The Tollmans accuse the US of exploiting the new treaty — which had been promoted as an antiterrorism measure — to get them into a New York courtroom.
One of their sons has already been jailed in the US and a nephew is stranded in Canada as prosecutors doggedly pursue the family.
Next week the Administrative Court in London will hold a procedural hearing on the case against the Tollmans, who are both in their seventies.
The United States had originally applied to have the couple extradited from Britain under long-standing treaty arrangements which required a prima facie case to be proven.
Prosecutors withdrew that request, then swiftly reintroduced it under the new legislation, which allows extradition to the US if someone is reasonably suspected of a crime. This is the first case where America has behaved this way.
The Tollmans claim that the switch of extradition regimes is an abuse of process.
Their story highlights the sweeping powers granted by Parliament for US prosecutors to pluck suspects from Britain without producing evidence proving that they appear to have committed a crime.

Dataset entries:
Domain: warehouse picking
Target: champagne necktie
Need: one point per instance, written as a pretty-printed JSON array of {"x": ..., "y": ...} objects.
--
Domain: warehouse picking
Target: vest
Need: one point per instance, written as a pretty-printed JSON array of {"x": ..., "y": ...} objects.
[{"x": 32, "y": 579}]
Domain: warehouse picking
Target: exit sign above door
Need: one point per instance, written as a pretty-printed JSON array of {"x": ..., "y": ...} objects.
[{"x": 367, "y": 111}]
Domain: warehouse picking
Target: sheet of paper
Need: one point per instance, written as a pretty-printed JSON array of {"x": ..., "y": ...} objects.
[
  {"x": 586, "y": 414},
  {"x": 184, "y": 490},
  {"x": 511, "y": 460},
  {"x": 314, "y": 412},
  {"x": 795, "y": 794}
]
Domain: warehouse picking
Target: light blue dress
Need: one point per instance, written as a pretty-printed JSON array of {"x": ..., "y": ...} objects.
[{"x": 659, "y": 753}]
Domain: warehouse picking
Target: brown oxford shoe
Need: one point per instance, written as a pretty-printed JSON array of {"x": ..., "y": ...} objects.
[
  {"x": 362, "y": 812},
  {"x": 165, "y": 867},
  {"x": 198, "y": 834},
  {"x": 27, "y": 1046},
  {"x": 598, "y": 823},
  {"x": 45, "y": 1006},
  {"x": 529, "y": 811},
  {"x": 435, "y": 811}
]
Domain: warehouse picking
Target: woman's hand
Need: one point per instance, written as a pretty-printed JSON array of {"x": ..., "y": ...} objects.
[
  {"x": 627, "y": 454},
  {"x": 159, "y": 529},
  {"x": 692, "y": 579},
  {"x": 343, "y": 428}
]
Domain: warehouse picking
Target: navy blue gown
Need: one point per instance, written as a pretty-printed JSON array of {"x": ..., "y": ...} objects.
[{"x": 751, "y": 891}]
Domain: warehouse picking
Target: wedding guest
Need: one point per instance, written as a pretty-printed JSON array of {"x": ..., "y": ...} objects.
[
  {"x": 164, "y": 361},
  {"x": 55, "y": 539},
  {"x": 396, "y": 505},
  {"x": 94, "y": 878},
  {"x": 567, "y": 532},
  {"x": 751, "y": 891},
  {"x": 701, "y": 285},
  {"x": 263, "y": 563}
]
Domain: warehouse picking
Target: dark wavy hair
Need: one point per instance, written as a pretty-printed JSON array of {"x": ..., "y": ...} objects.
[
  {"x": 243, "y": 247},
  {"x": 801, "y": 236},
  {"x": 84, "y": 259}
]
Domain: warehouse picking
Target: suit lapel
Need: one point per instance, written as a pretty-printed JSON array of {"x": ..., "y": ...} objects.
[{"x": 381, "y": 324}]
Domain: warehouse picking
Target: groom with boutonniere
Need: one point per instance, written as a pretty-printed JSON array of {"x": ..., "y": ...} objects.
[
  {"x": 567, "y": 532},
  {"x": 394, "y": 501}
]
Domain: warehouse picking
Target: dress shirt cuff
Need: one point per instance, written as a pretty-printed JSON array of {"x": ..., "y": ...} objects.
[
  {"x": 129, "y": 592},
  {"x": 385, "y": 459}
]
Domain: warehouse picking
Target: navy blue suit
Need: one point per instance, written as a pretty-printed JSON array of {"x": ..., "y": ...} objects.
* * *
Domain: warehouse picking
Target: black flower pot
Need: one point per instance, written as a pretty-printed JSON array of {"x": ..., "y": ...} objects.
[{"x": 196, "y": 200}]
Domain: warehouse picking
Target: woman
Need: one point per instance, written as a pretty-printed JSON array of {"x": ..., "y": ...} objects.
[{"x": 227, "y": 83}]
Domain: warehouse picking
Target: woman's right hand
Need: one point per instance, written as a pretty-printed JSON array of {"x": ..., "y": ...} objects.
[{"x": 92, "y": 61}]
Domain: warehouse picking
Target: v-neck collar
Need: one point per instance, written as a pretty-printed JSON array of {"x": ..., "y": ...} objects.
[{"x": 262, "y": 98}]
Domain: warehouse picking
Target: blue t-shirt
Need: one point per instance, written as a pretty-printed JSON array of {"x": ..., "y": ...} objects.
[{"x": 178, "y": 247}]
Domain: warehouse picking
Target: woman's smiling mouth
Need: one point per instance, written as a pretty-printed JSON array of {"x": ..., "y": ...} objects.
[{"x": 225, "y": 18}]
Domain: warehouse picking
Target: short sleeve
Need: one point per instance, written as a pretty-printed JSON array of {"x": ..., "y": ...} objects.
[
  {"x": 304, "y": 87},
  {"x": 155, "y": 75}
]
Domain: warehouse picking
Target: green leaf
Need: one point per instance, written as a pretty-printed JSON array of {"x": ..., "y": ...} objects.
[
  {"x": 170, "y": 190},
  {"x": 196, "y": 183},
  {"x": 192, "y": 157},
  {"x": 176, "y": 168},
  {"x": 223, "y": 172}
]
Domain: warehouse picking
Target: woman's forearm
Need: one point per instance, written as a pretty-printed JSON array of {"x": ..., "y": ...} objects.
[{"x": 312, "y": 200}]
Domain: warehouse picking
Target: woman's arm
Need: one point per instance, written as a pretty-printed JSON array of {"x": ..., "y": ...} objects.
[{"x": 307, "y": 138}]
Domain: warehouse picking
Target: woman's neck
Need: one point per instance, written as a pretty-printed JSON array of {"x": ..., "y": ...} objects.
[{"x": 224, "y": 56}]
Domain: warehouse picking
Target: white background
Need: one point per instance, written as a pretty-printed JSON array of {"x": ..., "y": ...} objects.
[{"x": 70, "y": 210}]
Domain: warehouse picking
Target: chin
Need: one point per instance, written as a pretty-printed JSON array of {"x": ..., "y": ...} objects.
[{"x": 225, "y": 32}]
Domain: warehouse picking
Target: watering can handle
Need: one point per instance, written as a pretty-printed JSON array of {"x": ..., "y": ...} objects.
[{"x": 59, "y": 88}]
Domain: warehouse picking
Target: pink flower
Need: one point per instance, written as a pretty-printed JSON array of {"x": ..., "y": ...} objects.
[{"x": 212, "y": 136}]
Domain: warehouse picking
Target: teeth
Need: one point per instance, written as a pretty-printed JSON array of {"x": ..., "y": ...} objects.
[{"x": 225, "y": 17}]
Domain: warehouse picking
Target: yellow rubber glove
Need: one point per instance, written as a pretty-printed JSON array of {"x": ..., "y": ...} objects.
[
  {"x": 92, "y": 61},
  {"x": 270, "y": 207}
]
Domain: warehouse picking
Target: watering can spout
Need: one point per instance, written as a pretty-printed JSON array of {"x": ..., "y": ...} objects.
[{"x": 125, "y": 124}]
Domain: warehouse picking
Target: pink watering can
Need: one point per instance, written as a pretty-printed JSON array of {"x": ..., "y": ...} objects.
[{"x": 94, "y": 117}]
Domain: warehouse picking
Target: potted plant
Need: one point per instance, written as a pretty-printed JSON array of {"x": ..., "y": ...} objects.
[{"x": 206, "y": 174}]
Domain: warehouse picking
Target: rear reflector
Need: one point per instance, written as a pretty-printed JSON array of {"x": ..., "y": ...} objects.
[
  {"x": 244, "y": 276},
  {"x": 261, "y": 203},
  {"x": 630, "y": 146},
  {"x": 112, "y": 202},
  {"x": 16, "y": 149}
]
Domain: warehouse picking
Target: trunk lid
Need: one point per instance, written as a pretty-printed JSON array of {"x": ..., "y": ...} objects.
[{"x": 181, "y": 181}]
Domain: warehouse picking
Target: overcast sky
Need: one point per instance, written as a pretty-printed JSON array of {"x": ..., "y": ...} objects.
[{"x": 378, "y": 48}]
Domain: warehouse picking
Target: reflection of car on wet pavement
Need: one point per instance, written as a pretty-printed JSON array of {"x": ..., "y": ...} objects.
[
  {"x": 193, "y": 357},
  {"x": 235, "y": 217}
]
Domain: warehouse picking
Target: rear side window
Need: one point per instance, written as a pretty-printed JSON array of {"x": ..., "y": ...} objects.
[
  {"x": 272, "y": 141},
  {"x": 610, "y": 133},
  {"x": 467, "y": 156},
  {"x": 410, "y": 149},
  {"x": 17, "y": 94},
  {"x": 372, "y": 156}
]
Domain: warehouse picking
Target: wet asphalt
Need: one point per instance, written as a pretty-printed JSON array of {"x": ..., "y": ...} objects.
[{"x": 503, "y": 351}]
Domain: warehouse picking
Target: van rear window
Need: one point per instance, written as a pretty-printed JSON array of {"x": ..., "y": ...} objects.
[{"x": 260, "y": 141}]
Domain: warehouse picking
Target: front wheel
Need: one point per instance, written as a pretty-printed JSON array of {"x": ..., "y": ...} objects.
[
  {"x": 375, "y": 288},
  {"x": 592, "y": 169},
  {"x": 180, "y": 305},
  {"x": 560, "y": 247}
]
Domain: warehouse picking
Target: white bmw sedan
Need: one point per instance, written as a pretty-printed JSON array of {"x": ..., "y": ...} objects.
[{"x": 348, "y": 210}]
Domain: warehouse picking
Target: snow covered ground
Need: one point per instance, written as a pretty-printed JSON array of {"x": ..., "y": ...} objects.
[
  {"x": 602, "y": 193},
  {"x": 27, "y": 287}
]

Directions for this task: Rename "new treaty" to "revised treaty" in the extradition text, and give that text again starting at "The Tollmans accuse" and ending at "New York courtroom.". The lines have no connection to the extradition text.

Correct answer:
The Tollmans accuse the US of exploiting the revised treaty — which had been promoted as an antiterrorism measure — to get them into a New York courtroom.